Top of Source extract
A little less than two weeks ago, we had a wonderful lactation consultant training day in Utrecht with a world-famous speaker on the topic of oxytocin, namely the Swedish professor Kerstin Uvnäs Moberg. Straight after her lecture, I had the privilege of sitting down with Kerstin for an interview for the ACE Aware NL-podcast, ‘Raising Resilience’. What an honour!
The editing is done, so the podcast is online for everyone to hear Kerstin speak. In this blog, I would like to share a few of the themes discussed.
Oxytocin is an amazing hormone and Kerstin has spent a lifetime studying it, writing about it, and most of all doing research on it. When she started examining its effects, she was intrigued and felt that there was more to it than just its well-known role in the field of birth and breastfeeding. She started talking about the hormone’s characteristics as an aside at first, when she gave lectures on other topics, but slowly but surely general interest increased and she was drawn to the subject, also by curious students who wanted to become knowledgeable on the subject. Sensing there was much more to oxytocin than met the eye and by truly dedicating herself to this totally new field, she evolved into a global expert.
Until those early days of oxytocin research, there had been an lot of attention on the stress hormones cortisol and adrenaline, dominant in the active or sympathetic part of the stress regulation system, the more ‘male’ side, one might say. When Kerstin started focusing on the relaxation half of the stress system, the parasympathetic or the more ‘female’ side, this was a whole new development. Beautiful mechanisms showed up: calm and connect, rest and digest, tend and befriend – all functions that historically are seen more as dominant in female realms of life, as they are very important in birth, breastfeeding, caretaking, and wound and trauma healing.
Bottom of Source extract
Top of Data listing
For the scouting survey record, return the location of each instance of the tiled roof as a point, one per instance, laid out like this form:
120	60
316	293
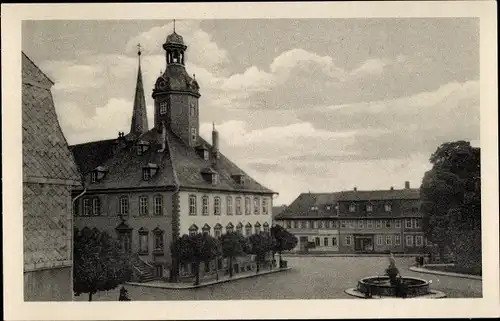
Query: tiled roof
45	150
301	206
178	163
408	193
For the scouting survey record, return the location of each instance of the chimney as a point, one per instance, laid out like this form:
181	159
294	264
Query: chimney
215	144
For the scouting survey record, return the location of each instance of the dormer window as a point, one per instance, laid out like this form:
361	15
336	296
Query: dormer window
149	171
163	107
202	151
142	147
239	178
210	176
97	174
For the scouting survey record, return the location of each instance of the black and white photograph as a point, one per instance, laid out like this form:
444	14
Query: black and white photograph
231	159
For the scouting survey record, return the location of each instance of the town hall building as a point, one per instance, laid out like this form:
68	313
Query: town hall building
150	186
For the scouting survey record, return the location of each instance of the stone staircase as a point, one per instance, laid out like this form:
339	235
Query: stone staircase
144	271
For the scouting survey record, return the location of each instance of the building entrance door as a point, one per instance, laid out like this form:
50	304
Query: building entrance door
303	243
363	243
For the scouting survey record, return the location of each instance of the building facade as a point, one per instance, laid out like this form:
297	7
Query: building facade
357	221
49	175
151	186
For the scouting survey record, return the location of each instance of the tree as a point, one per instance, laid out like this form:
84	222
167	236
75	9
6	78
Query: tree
260	244
283	240
99	262
195	249
233	244
451	200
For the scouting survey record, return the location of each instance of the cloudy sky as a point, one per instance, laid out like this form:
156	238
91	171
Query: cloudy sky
302	105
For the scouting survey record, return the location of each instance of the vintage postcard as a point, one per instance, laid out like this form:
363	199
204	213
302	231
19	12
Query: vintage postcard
292	160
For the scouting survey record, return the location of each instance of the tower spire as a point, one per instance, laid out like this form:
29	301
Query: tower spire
139	124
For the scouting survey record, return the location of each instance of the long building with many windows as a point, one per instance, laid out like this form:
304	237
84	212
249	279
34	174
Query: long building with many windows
151	186
356	221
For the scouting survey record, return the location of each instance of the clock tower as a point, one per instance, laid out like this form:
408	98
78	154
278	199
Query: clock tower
176	94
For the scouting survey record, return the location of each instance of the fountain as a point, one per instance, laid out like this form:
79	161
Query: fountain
393	285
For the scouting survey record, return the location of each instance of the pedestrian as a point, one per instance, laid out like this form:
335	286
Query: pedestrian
123	294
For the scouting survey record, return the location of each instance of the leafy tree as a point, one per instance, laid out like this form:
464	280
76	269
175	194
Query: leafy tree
259	245
99	262
451	200
195	249
233	244
283	240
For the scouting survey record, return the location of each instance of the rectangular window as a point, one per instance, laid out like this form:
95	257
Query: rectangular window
194	134
124	206
163	107
204	205
146	174
256	206
158	205
265	206
229	205
192	205
143	243
238	205
247	206
96	206
158	241
143	206
409	240
86	207
217	205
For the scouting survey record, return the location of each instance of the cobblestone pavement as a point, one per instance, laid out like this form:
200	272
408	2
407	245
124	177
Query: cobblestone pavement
309	278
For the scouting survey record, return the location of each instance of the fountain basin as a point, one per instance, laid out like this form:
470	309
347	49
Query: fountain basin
380	286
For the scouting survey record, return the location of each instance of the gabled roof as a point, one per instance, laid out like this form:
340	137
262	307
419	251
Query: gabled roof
324	203
45	150
178	163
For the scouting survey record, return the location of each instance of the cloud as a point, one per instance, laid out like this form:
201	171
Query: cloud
71	77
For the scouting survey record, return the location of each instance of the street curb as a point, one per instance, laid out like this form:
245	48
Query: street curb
346	255
458	275
181	286
433	294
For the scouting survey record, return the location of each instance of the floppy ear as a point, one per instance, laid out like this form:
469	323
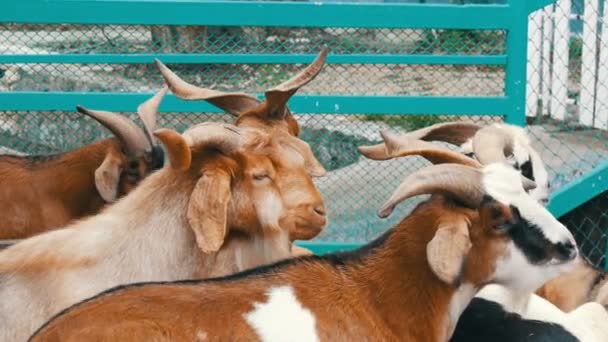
Bottom of Data listing
## Work instruction
Copy everything from "Until those early" down to "and trauma healing." in the oxytocin blog post, changing "relaxation" to "calming".

## Output below
Until those early days of oxytocin research, there had been an lot of attention on the stress hormones cortisol and adrenaline, dominant in the active or sympathetic part of the stress regulation system, the more ‘male’ side, one might say. When Kerstin started focusing on the calming half of the stress system, the parasympathetic or the more ‘female’ side, this was a whole new development. Beautiful mechanisms showed up: calm and connect, rest and digest, tend and befriend – all functions that historically are seen more as dominant in female realms of life, as they are very important in birth, breastfeeding, caretaking, and wound and trauma healing.